__Short exercise 1__. List every kind of error or failure that the error-handling passage names.

__Passage shown__.
·····

Every possible failure has a handler. Validation errors and missing resources are returned directly from the route. Service failures are handled by the resilience stack. Unexpected errors are caught by the global handler. Errors that escape everything are caught by the process handlers.

The complete order flow

This is the heart of the application. Every pattern from the course appears in this single route. Compare this to the naive version from the project setup. The OrderBody schema is the same, but every failure is now handled:

Code along
// src/app.ts (updated)

·····

__Exercise data__.

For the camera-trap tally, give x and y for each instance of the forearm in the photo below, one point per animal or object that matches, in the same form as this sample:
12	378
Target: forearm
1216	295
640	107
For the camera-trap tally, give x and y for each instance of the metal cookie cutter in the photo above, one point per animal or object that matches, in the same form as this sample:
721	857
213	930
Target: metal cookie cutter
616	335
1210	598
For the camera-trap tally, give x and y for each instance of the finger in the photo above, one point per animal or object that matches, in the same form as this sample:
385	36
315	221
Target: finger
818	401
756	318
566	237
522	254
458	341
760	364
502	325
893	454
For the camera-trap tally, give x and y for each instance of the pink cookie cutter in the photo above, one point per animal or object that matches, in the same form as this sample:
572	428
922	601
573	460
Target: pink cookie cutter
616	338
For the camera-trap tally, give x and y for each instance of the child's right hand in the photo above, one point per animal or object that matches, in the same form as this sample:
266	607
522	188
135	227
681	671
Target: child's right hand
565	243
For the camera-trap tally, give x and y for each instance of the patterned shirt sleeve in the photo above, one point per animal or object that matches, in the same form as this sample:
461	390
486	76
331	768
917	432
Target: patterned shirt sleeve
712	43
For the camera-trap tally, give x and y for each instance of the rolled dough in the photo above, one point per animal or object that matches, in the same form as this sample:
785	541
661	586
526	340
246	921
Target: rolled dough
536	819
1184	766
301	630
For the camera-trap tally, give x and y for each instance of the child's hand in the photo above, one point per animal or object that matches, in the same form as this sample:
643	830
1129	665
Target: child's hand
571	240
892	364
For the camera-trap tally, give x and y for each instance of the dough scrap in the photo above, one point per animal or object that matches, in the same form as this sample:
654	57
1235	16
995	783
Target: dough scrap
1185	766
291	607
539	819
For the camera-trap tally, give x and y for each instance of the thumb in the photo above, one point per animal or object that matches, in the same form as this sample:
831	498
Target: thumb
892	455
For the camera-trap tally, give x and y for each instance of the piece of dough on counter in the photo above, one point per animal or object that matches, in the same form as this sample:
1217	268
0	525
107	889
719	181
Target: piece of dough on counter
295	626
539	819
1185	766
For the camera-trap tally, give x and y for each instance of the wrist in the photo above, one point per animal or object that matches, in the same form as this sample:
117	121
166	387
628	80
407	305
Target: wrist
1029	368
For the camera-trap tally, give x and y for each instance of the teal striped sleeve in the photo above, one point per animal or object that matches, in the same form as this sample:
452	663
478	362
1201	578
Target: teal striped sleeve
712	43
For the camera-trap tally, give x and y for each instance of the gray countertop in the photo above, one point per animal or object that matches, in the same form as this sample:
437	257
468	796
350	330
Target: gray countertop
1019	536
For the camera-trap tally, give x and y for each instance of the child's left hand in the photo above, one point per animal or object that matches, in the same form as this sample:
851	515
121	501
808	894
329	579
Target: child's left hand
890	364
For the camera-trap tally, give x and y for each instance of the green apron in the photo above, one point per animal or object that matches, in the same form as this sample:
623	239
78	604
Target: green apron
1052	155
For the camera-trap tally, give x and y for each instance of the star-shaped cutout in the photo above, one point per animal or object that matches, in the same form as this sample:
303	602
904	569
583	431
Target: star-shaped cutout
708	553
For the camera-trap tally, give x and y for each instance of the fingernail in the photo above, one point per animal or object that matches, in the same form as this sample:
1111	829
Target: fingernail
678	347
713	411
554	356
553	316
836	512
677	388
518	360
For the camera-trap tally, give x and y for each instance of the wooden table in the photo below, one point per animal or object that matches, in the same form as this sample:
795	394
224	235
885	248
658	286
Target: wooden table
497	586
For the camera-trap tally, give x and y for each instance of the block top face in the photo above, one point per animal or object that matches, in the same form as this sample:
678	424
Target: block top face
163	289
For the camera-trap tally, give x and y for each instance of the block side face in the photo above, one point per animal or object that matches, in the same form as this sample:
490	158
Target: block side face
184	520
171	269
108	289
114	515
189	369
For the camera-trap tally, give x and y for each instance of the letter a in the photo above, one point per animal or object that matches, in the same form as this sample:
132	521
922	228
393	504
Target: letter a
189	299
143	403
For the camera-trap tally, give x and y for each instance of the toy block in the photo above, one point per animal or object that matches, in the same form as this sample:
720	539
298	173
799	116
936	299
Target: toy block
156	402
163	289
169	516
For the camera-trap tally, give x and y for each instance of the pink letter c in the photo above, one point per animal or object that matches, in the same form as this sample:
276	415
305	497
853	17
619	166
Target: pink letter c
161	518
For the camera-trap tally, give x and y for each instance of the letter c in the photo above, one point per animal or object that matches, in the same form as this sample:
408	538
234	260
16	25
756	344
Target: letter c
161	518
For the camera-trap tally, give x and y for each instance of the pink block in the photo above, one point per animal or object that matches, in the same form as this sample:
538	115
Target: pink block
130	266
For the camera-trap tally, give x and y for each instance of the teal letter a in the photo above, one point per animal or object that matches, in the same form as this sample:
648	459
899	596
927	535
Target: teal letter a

·····

__Short exercise 2__. In the entries, rewrite the lines from the one containing "the teal letter" through the end of the entries, changing "teal" to "turquoise" and keeping everything else the same.

__Worked solution 1__.
Validation errors
Missing resources
Service failures
Unexpected errors
Errors that escape everything

__Worked solution 2__.
For the camera-trap tally, give x and y for each instance of the turquoise letter a in the photo above, one point per animal or object that matches, in the same form as this sample:
648	459
899	596
927	535
Target: turquoise letter a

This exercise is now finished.